■ **What to work on**: Among the lines of data below, reproduce only those from the one with "Keypoint placement: for each instance of the blue" through the one with "Keypoint placement: for each instance of the green map", exactly as they stand, both ends included.

>>>

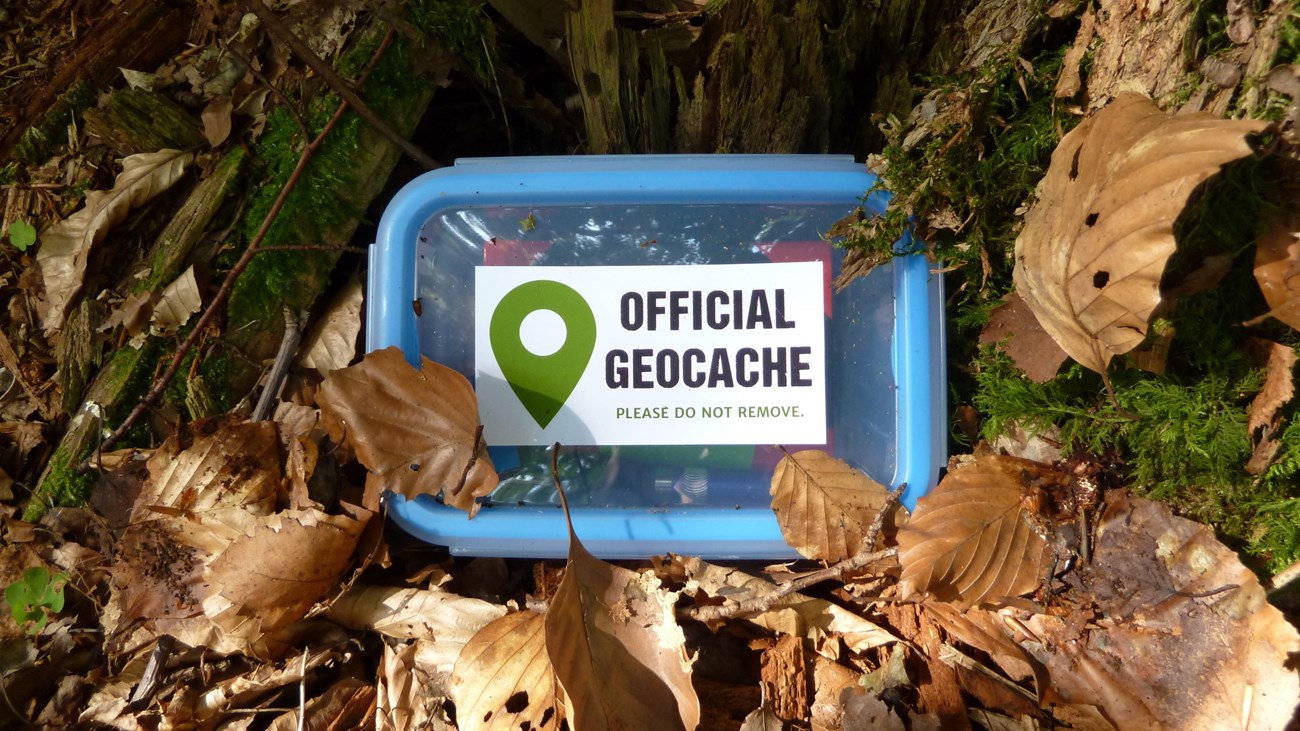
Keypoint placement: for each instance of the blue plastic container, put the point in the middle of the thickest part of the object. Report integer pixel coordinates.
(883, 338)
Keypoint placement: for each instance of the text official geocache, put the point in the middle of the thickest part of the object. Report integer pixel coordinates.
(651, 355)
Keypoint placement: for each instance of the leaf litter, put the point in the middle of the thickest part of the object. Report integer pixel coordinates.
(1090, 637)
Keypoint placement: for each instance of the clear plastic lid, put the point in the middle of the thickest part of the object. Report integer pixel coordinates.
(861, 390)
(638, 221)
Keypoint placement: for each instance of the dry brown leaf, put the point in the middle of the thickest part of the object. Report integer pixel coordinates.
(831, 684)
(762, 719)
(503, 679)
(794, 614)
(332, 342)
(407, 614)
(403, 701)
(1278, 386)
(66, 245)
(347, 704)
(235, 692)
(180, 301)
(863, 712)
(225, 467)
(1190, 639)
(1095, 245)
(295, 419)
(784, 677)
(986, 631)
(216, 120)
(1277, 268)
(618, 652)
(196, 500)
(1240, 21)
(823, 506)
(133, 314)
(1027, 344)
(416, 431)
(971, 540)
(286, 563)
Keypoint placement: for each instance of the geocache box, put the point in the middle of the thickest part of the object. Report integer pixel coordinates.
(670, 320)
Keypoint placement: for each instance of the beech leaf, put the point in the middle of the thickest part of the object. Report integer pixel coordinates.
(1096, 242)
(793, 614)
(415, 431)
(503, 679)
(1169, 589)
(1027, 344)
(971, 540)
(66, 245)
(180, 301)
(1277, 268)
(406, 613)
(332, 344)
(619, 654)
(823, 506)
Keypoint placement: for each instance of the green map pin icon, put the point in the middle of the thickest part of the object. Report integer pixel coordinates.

<<<
>>>

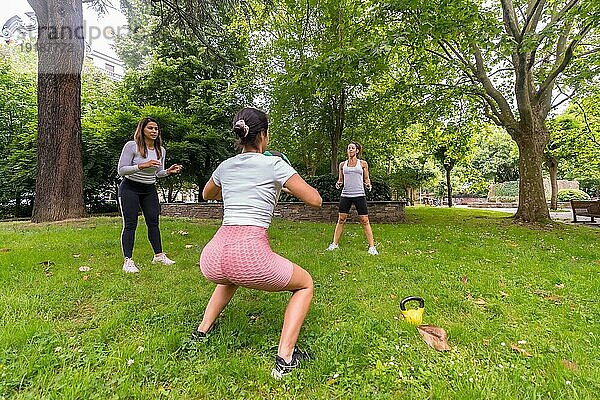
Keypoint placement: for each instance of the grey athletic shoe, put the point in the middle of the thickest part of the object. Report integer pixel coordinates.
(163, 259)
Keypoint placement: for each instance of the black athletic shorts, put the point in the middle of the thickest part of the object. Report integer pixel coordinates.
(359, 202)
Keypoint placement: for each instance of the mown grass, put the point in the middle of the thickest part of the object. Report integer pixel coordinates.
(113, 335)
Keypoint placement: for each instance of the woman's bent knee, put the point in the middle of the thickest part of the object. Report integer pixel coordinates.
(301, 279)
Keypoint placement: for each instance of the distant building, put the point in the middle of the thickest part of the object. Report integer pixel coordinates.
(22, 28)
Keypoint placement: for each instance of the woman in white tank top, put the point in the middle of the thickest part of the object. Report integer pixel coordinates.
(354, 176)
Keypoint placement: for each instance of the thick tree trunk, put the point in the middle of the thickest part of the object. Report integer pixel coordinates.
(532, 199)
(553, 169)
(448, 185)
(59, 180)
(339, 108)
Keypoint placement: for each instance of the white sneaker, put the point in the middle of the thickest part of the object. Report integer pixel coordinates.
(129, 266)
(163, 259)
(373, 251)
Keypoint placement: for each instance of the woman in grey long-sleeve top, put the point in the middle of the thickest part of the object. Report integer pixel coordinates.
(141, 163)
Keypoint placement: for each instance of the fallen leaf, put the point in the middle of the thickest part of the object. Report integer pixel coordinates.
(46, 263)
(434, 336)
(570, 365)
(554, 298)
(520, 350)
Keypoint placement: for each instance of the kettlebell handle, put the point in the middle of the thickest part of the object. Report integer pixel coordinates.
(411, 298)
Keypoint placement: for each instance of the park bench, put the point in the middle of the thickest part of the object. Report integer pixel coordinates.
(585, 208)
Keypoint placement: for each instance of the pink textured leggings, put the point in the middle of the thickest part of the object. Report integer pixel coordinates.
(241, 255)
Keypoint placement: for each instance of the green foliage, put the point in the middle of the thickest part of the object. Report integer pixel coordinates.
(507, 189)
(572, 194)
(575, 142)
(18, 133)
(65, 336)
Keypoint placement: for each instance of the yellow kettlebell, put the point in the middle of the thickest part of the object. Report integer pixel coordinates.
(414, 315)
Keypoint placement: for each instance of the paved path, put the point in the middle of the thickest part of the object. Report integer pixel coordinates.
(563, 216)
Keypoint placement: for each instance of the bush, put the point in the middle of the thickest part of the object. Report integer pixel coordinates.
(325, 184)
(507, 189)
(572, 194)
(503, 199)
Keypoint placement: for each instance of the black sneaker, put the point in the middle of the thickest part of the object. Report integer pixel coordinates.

<<<
>>>

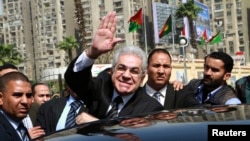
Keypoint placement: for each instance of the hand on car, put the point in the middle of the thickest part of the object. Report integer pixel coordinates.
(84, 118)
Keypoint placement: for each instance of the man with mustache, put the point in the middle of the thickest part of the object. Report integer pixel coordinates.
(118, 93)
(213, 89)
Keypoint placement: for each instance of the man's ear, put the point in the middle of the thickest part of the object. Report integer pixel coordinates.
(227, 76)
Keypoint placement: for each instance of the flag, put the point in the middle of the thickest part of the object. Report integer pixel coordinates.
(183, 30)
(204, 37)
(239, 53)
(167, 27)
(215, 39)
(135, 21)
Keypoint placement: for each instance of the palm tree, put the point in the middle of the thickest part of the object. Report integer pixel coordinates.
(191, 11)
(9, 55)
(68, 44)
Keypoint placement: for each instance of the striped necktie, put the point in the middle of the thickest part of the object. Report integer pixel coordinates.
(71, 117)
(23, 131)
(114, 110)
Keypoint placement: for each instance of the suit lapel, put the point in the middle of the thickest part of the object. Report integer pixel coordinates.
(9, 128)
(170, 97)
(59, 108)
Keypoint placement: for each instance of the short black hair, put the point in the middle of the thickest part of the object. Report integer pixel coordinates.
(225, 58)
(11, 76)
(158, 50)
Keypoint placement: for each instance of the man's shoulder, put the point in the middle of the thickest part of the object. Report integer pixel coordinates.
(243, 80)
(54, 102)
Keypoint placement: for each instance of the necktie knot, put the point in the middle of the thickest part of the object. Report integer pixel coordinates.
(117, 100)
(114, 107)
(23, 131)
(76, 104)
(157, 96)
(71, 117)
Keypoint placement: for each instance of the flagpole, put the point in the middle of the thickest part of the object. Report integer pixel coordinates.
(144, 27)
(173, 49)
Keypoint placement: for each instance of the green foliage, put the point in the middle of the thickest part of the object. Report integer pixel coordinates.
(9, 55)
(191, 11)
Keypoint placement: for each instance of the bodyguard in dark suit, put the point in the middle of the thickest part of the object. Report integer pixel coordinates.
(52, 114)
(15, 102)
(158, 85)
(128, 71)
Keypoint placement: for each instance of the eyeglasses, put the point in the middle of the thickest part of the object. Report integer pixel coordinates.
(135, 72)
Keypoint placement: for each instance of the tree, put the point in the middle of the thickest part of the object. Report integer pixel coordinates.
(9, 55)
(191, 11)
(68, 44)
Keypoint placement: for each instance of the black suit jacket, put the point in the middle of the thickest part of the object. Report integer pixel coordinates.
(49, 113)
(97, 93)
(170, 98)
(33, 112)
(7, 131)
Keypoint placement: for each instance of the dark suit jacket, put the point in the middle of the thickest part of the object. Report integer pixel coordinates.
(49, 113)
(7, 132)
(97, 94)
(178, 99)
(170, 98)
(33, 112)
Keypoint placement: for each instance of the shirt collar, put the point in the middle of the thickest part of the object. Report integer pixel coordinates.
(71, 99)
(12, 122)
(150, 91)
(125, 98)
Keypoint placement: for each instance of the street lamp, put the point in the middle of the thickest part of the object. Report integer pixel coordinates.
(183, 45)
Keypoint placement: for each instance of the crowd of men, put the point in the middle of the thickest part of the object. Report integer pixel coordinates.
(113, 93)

<<<

■ **Answer area**:
Keypoint placement: for each instance of the blue plastic container, put the point in the middle of the thickest part of the object. Report integer pixel coordinates.
(883, 338)
Keypoint placement: for each instance of the text official geocache, put the point in the middle of the thickest part of the object. Report integer pixel coordinates.
(651, 355)
Keypoint placement: for each instance of the leaf litter, put the point in the middle of the thickest part of the object. Report integer pixel coordinates.
(1090, 637)
Keypoint placement: for each instance of the clear plastic lid, put the point in the middle of the thickest part of the object. Report integer pixel coordinates.
(861, 390)
(638, 221)
Keypoint placement: for each instance of the dry brown leaf, put the point in the middle of the thickest part of the object. Report integer pixel coordinates.
(831, 684)
(762, 719)
(503, 679)
(794, 614)
(332, 342)
(407, 614)
(403, 701)
(1278, 386)
(66, 245)
(347, 704)
(235, 692)
(180, 301)
(863, 712)
(225, 467)
(1190, 639)
(1095, 245)
(295, 419)
(784, 677)
(986, 631)
(216, 120)
(1277, 268)
(618, 652)
(196, 500)
(1240, 21)
(823, 506)
(133, 314)
(1027, 344)
(416, 431)
(971, 540)
(286, 563)
Keypoint placement: for each instance of the geocache box, put the point in the middle of the thickest part of the object. Report integer pixel coordinates.
(670, 320)
Keypoint placement: for each instance of the beech leaf, put the point in the middle of the thickest part of the object. Report integer pixel coordinates.
(1096, 242)
(793, 614)
(415, 431)
(503, 679)
(1169, 589)
(1027, 344)
(971, 540)
(66, 245)
(180, 301)
(1277, 268)
(406, 613)
(332, 344)
(619, 654)
(823, 506)
Keypoint placement: for each instance of the green map pin icon, put the point in the middle of the thickest part of the object. Report integer pixel coordinates.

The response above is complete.